> [Data listing]:
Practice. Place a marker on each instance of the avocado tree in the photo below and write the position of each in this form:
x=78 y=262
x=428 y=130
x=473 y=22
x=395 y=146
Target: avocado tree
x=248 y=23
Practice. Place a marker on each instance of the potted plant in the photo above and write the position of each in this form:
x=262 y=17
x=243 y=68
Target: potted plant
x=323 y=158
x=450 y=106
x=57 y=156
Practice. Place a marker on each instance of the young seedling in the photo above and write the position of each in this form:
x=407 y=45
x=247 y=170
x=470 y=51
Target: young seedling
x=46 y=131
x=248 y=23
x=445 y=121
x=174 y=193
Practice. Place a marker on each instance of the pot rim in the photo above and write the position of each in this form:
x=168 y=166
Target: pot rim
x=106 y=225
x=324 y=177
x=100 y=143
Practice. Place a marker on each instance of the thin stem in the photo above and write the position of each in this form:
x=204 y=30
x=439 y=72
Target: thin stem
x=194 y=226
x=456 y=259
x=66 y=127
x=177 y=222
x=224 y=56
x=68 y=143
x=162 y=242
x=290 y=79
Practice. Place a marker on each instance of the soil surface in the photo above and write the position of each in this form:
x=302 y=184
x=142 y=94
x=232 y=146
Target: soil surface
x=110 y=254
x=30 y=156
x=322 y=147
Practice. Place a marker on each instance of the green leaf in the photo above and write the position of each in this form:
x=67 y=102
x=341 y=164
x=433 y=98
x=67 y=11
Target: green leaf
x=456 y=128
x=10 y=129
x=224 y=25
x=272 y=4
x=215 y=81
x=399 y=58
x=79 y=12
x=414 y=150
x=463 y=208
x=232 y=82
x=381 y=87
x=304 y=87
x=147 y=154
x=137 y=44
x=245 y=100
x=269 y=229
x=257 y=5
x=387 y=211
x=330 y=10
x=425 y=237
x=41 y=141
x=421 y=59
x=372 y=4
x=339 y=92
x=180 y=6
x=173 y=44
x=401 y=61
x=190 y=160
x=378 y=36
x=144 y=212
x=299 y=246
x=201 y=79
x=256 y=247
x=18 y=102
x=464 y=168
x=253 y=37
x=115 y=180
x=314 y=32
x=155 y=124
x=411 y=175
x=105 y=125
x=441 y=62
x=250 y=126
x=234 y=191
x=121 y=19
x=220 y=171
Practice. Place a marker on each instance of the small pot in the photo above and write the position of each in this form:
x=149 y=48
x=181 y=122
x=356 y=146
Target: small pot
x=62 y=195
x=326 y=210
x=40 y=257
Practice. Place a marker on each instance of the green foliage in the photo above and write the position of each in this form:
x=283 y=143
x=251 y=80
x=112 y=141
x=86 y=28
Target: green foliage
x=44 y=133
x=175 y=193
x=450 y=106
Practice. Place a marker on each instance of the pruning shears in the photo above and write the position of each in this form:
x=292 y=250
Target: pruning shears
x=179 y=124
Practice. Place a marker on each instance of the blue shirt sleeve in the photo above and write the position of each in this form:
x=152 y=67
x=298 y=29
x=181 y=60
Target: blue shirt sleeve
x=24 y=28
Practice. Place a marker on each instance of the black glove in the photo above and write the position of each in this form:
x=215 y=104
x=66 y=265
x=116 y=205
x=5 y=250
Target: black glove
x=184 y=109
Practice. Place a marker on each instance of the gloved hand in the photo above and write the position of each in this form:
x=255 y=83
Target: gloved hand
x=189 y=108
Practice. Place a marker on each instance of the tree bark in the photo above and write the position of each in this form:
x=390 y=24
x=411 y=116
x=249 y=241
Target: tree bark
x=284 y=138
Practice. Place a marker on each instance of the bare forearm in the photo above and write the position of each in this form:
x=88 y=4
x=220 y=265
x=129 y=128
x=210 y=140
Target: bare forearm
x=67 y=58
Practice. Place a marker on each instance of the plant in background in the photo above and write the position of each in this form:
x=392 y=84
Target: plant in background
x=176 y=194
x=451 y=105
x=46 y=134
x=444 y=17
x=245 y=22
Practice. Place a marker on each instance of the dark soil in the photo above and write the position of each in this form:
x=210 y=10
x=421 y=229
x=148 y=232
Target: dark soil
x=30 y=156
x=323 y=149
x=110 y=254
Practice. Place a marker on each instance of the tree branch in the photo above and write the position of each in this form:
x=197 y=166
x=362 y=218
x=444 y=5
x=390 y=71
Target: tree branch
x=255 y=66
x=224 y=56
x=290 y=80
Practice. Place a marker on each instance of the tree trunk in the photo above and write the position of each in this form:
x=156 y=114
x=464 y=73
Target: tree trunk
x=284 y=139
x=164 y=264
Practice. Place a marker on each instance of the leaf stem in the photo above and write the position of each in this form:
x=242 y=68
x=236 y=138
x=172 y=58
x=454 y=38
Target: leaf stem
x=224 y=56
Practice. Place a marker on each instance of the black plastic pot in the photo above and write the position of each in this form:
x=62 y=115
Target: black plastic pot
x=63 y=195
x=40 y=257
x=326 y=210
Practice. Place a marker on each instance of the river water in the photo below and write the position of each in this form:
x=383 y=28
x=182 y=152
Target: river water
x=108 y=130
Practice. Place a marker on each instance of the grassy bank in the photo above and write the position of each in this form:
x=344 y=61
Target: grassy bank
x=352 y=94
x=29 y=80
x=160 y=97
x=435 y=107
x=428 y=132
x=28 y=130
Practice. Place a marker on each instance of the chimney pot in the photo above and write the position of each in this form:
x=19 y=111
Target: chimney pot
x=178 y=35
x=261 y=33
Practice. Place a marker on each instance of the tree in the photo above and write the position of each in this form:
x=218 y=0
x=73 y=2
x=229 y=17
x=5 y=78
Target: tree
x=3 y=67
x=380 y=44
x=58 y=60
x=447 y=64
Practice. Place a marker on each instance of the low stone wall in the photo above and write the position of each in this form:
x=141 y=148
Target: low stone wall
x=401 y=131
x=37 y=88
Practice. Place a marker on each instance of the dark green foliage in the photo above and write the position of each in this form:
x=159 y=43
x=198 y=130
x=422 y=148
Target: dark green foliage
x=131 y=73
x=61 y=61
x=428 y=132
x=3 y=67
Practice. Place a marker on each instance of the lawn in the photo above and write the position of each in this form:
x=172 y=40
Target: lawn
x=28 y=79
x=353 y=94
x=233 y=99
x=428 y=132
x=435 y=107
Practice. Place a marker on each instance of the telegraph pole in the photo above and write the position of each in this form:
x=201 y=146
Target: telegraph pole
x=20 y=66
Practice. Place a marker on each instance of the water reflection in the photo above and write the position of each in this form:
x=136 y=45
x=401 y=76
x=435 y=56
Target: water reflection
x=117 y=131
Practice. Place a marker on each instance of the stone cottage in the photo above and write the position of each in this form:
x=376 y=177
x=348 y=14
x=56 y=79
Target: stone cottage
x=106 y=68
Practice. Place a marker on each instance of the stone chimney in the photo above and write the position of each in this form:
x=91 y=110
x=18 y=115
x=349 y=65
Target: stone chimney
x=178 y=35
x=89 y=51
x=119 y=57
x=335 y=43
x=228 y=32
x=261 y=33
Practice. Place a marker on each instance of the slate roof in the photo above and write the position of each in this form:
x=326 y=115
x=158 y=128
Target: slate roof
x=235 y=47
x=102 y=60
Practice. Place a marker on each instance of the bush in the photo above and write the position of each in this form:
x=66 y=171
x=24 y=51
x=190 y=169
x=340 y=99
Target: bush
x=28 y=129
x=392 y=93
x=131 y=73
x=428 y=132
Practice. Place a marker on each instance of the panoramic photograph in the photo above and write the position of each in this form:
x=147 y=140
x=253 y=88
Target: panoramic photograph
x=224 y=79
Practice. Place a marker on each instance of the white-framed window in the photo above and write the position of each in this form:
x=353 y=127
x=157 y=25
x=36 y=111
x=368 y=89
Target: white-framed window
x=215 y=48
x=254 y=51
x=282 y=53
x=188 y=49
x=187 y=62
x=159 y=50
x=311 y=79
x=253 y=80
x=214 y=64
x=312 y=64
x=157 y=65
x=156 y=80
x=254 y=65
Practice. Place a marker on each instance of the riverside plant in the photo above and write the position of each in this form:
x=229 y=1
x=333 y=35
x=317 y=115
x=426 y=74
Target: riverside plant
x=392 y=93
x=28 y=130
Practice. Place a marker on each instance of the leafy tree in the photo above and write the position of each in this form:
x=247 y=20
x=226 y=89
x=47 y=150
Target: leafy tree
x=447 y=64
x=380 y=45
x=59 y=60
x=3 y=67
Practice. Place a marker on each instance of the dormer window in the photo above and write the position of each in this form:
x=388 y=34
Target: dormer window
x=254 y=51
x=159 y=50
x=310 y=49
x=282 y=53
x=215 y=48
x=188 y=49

> [Job]:
Set down, unchanged, the line that contains "Practice. Place a marker on each instance of the panoramic" together with every later line in the records, through the last one.

> [Task response]:
Practice. Place a marker on each instance of the panoramic photograph in the photo above and write the position of each in this form:
x=147 y=140
x=253 y=88
Target: panoramic photograph
x=224 y=79
Practice. Place a marker on each instance of the white-framed window in the photo above and write the position of each in this form:
x=353 y=127
x=157 y=25
x=36 y=111
x=368 y=89
Target: white-framed window
x=215 y=48
x=254 y=51
x=282 y=53
x=188 y=49
x=187 y=62
x=159 y=50
x=311 y=79
x=253 y=80
x=214 y=64
x=312 y=64
x=157 y=65
x=156 y=80
x=254 y=65
Practice. Place a marker on each instance of the riverside plant in the photo above and write the position of each in this form:
x=229 y=1
x=333 y=35
x=317 y=115
x=426 y=74
Target: riverside plant
x=392 y=93
x=28 y=130
Practice. Place a marker on each instance of the leafy tree in the photo above and write the position of each in this form:
x=247 y=20
x=226 y=89
x=47 y=150
Target: leafy tree
x=447 y=64
x=380 y=45
x=59 y=60
x=3 y=67
Practice. Place a marker on each instance of the dormer window in the photo above and write the position of each in this form:
x=388 y=34
Target: dormer window
x=254 y=51
x=159 y=50
x=310 y=49
x=282 y=53
x=215 y=48
x=188 y=49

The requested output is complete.